## [What is expected]
Exact repetition is required: output every record in full.
"""
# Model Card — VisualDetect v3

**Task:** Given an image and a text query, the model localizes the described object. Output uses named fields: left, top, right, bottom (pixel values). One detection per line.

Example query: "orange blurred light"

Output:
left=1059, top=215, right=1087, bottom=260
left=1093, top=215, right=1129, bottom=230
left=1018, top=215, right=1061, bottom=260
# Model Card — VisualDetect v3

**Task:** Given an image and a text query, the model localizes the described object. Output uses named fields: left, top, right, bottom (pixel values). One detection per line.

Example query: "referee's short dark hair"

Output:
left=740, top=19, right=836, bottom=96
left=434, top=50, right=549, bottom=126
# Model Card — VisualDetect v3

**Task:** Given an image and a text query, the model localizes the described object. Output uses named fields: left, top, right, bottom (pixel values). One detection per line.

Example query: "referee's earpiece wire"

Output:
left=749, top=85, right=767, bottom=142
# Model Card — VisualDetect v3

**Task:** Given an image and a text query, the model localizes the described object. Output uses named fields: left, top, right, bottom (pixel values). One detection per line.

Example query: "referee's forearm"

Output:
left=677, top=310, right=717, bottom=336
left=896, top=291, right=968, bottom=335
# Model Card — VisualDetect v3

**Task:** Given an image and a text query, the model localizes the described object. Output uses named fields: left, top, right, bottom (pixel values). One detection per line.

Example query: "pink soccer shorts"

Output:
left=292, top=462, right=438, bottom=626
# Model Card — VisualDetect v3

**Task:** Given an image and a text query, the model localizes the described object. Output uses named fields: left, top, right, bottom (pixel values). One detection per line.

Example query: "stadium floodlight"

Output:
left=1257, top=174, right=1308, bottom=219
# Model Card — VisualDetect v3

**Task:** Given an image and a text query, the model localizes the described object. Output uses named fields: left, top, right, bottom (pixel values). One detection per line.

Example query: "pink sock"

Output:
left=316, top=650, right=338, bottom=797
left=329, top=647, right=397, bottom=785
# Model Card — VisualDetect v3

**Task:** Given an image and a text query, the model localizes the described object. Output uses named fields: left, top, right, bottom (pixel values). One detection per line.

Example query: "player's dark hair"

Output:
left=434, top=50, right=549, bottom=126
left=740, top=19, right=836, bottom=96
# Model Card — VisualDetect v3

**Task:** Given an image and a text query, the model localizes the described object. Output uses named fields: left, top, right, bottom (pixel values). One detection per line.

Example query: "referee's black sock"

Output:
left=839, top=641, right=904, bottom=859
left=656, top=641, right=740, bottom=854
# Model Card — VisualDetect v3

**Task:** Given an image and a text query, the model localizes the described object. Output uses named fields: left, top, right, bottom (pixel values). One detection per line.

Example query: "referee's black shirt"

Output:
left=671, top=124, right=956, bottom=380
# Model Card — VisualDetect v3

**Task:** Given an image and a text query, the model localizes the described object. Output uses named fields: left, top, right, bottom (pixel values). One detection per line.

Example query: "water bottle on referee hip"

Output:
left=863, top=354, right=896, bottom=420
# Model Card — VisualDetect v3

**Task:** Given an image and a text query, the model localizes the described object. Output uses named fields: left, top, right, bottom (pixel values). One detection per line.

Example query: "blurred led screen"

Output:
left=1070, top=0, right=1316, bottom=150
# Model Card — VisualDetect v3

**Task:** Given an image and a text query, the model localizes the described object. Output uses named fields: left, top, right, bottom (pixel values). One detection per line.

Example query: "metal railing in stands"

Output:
"""
## [Exercise response]
# Model Card — VisualDetect v3

**Task:** Given an image and a text query, the model localizes the described object. Output uses named fields: left, top, right, bottom (pixel values). One detection per line.

Example query: "orange blurred light"

Output:
left=1059, top=215, right=1087, bottom=260
left=1093, top=215, right=1129, bottom=230
left=1018, top=215, right=1061, bottom=260
# Model Card — VisualDetect v3

**Task:** Given an image and a text query, the model localizes the described object. Output uses named fields: left, top, right, bottom (pixel values). One detection per line.

Example query: "referee's short dark hair"

Output:
left=740, top=19, right=836, bottom=96
left=434, top=50, right=549, bottom=126
# Model Card — VisualDetect v3

**Task:** Given an image and a text query, the model localizes the described object. Output uses named fields: left, top, right, bottom (pixel values). One detection per line.

Example query: "referee's earpiece wire"

Output:
left=749, top=85, right=767, bottom=142
# Model Card — VisualDetect v3

**Task:** Given an image and a text query, the model localizes the described object. Output uses named fields: left, top, right, bottom (pixel values). One detection per line.

Example query: "referee's forearm"

Output:
left=677, top=310, right=717, bottom=336
left=896, top=291, right=968, bottom=335
# Model Card — VisualDetect v3

**Task:** Given an image and a text query, the model localizes the described object. Output uses named fields: left, top, right, bottom (pixel values). One detection per line.

Example query: "pink soccer shorts"

Output:
left=292, top=462, right=438, bottom=626
# Model Card — VisualDetect v3

**Task:** Given an image and a text query, the model localizes the described object. Output uses named fields: left, top, right, bottom (pixel values). One detection per line.

Example query: "stadium floodlight"

Output:
left=1257, top=174, right=1308, bottom=219
# Model Card — VisualDetect v3

**Task:** Given an image and a text query, the model localizes the described object. Output uses named fields: left, top, right, bottom (pixel values). One detection per line.

Example query: "pink sock"

Output:
left=316, top=650, right=338, bottom=797
left=329, top=647, right=397, bottom=785
# Model Card — VisualDetect v3

**Task:** Given an image and a text query, the model localizes the described object. Output uses named fields: left, top, right, bottom (pixel values). One detection per line.

Example query: "player's dark hair"

Output:
left=434, top=50, right=549, bottom=126
left=740, top=19, right=836, bottom=96
# Model Card — VisualDetect v3

**Task:** Given an image and a text query, the model localizes the described object. Output uses named fields: left, top, right, bottom (pixel values). One detection per line.

Example query: "referee's black sock"

Output:
left=839, top=641, right=904, bottom=859
left=656, top=641, right=740, bottom=854
# Model Card — VisualDetect v3

**Task:** Given an image and a text query, the model localizes the described object. Output uses named fields: left, top, right, bottom (pixel values). One detection per line.

Example query: "referee's black shirt"

Output:
left=671, top=124, right=956, bottom=380
# Model Card — VisualDetect v3

**Task:** Given an image and a text query, the model localizes the described object. Output uses named fields: left, top, right, bottom (pixel values). One detection per line.

Example query: "water bottle on referee hip"

Output:
left=863, top=354, right=896, bottom=420
# Model Card — VisualDetect v3

**Task:** Given an image and a text query, the model localizes the described object. Output uses named fields: left, top, right, bottom (pixel values). One detection per line.

Example query: "blurred led screen"

Output:
left=1070, top=0, right=1316, bottom=150
# Model Card — VisualDetect v3

**Task:** Given an image and a text query, the model localizes the described object. Output uses named fields: left, top, right, bottom (pixel values). One detection per line.

Example query: "metal railing in stands"

Output:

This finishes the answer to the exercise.